• _WORK TO BE COMPLETED_
Look through the records below, and whenever a line contains "brown", copy it.

• _SUPPLIED INFORMATION_
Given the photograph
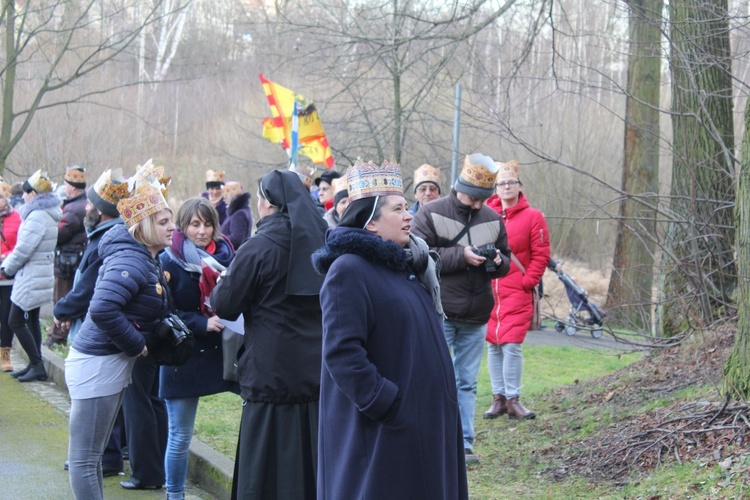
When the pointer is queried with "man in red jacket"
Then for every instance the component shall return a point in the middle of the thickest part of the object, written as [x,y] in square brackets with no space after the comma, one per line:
[473,248]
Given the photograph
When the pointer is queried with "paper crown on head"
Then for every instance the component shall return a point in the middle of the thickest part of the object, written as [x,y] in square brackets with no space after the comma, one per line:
[76,177]
[152,174]
[426,173]
[509,170]
[339,184]
[230,189]
[214,178]
[5,189]
[40,183]
[477,177]
[108,190]
[366,180]
[145,200]
[304,173]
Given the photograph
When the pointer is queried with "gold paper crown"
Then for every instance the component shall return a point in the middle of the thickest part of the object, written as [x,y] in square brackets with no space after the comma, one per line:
[153,175]
[231,188]
[339,184]
[215,176]
[5,189]
[75,175]
[110,186]
[366,180]
[480,171]
[426,173]
[304,173]
[146,200]
[41,183]
[508,170]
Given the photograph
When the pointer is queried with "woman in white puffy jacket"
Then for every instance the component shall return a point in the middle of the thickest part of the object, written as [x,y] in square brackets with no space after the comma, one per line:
[31,264]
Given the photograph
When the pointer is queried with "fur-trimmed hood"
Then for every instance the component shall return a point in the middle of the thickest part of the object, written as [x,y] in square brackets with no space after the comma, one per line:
[344,240]
[48,201]
[239,202]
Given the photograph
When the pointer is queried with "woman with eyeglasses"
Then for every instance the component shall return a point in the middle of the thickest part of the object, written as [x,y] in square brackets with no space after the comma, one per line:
[528,239]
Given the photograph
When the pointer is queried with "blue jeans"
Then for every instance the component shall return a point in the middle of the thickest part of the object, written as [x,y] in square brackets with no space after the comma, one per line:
[506,365]
[466,342]
[181,422]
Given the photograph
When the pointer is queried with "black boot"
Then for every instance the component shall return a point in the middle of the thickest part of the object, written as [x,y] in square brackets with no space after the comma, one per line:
[21,373]
[36,372]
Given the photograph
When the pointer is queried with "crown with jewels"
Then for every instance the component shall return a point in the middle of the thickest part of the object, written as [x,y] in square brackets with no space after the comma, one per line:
[110,186]
[479,171]
[40,183]
[509,170]
[231,188]
[215,176]
[5,189]
[75,175]
[152,174]
[145,200]
[366,180]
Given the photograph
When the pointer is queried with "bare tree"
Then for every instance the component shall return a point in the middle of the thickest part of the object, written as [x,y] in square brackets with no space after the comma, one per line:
[56,46]
[629,296]
[698,271]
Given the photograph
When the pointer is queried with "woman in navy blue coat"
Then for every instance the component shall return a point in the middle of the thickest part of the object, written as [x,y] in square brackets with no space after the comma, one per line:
[389,421]
[198,239]
[127,308]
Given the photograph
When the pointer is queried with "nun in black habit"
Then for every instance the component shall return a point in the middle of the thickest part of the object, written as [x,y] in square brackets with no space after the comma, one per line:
[272,282]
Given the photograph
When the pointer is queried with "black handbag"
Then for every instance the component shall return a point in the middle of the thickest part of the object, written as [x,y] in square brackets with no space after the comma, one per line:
[174,340]
[67,261]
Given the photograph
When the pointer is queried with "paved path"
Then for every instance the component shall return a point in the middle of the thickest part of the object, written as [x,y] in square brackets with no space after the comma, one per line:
[34,444]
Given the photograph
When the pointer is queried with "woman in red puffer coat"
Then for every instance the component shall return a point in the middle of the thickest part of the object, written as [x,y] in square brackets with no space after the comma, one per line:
[528,239]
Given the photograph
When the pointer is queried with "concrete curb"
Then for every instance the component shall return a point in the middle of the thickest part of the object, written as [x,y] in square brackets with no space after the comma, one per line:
[206,467]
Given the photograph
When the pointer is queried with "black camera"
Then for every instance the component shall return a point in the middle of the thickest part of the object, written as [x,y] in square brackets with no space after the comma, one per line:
[174,329]
[489,252]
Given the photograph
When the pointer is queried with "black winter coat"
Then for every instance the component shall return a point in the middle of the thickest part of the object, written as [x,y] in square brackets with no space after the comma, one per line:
[281,359]
[389,422]
[203,373]
[71,234]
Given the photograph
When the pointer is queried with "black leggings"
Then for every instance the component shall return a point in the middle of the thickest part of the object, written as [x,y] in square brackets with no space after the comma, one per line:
[28,331]
[6,334]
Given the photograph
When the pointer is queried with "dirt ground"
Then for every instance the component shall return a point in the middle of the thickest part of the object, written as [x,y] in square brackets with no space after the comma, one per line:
[707,429]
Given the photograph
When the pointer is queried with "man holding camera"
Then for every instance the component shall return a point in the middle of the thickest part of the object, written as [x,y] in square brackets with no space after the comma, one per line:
[473,248]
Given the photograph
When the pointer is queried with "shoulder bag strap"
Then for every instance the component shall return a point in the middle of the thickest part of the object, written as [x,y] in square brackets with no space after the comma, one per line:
[462,233]
[517,263]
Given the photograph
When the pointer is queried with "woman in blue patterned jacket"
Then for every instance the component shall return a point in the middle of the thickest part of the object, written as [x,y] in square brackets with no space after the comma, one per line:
[127,307]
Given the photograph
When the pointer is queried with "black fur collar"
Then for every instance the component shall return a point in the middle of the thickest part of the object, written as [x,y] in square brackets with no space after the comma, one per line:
[344,240]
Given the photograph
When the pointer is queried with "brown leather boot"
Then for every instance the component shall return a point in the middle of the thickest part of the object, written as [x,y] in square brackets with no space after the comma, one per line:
[516,410]
[5,364]
[498,407]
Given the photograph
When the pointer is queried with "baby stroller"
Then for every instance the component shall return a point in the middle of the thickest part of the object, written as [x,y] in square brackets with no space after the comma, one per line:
[583,314]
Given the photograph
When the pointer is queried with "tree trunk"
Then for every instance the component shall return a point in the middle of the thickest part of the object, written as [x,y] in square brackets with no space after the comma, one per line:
[629,295]
[8,82]
[736,381]
[698,272]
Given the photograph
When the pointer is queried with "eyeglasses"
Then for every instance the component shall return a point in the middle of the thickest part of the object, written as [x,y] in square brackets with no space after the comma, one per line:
[507,184]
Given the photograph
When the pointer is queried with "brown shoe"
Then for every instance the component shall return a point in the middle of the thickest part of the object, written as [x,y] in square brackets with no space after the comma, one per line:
[5,364]
[516,410]
[499,407]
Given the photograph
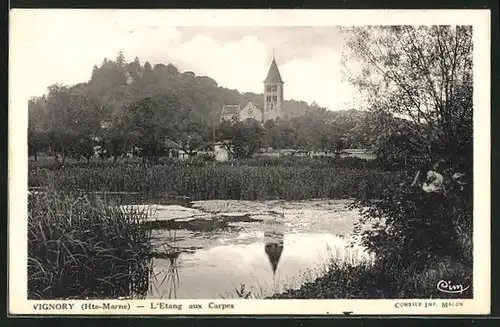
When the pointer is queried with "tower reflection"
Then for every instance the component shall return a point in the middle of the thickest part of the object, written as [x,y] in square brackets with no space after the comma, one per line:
[274,241]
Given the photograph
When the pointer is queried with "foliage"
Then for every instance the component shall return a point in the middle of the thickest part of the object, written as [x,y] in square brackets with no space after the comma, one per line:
[418,80]
[422,75]
[242,139]
[133,109]
[79,248]
[366,280]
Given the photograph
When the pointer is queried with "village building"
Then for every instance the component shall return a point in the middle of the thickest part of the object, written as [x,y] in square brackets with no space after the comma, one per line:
[273,101]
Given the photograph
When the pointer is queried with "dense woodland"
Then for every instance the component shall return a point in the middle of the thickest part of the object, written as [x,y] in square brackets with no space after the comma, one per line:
[133,106]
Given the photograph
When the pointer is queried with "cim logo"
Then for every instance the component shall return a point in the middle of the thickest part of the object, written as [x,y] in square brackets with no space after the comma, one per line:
[448,287]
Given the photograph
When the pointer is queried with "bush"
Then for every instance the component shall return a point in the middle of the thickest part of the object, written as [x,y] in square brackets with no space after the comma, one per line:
[79,248]
[412,228]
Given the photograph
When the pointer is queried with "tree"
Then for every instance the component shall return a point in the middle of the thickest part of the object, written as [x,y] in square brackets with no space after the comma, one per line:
[72,121]
[37,136]
[242,139]
[422,75]
[120,60]
[419,89]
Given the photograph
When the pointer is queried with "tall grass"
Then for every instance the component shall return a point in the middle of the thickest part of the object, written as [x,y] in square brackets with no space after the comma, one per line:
[343,280]
[306,179]
[80,248]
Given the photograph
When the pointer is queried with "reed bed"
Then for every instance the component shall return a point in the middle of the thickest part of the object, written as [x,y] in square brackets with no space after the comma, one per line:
[343,280]
[307,179]
[80,248]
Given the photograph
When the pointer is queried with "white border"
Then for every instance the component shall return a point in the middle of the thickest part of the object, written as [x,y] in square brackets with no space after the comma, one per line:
[18,165]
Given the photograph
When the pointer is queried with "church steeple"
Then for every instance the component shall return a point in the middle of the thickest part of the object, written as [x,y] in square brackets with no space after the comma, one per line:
[273,92]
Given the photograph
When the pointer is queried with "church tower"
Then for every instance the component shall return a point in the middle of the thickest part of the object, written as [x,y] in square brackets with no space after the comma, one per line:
[273,93]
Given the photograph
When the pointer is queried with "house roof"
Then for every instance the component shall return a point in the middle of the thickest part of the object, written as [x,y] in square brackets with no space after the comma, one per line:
[230,109]
[171,144]
[273,76]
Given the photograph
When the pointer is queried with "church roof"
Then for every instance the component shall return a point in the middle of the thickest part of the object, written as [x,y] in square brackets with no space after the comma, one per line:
[230,109]
[273,76]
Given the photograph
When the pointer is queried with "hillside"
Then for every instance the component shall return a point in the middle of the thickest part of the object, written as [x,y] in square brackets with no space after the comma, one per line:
[116,83]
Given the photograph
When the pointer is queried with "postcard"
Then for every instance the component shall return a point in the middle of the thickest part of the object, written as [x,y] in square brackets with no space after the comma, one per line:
[249,162]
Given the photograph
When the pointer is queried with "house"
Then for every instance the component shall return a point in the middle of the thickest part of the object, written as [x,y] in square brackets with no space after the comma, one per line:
[230,112]
[251,112]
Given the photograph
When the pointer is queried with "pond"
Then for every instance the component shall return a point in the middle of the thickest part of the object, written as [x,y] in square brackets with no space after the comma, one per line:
[209,249]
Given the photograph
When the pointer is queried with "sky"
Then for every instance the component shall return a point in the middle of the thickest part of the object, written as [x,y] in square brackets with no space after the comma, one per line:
[61,46]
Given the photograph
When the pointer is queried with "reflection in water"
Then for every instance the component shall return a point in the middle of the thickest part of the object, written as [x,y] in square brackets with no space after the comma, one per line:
[274,247]
[273,239]
[170,280]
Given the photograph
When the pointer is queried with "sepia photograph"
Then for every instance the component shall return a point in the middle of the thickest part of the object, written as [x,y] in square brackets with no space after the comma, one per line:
[247,162]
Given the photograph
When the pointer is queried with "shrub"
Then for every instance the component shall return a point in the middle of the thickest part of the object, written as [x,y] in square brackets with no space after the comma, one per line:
[79,248]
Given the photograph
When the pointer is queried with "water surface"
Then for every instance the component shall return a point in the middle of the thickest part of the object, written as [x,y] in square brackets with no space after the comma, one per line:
[279,245]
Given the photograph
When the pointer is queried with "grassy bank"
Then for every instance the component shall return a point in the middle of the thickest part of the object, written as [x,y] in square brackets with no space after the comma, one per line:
[80,248]
[343,280]
[255,179]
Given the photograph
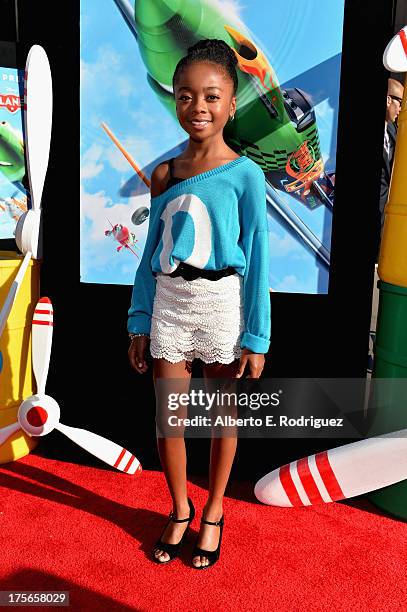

• _RESPONSE BOX_
When the pointer is queried with "brown leather boot"
When the pointer is queried with "brown shoe"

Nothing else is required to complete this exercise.